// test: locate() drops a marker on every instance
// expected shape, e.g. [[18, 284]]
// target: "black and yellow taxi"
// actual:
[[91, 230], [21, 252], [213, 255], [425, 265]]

__________

Aim: Repeat these records line for line, with no changes.

Task result:
// test: locate() drops a marker on every instance
// expected shape, e.g. [[18, 284]]
// target: "black and yellow taxi"
// actual:
[[91, 230], [21, 252], [213, 255], [425, 265]]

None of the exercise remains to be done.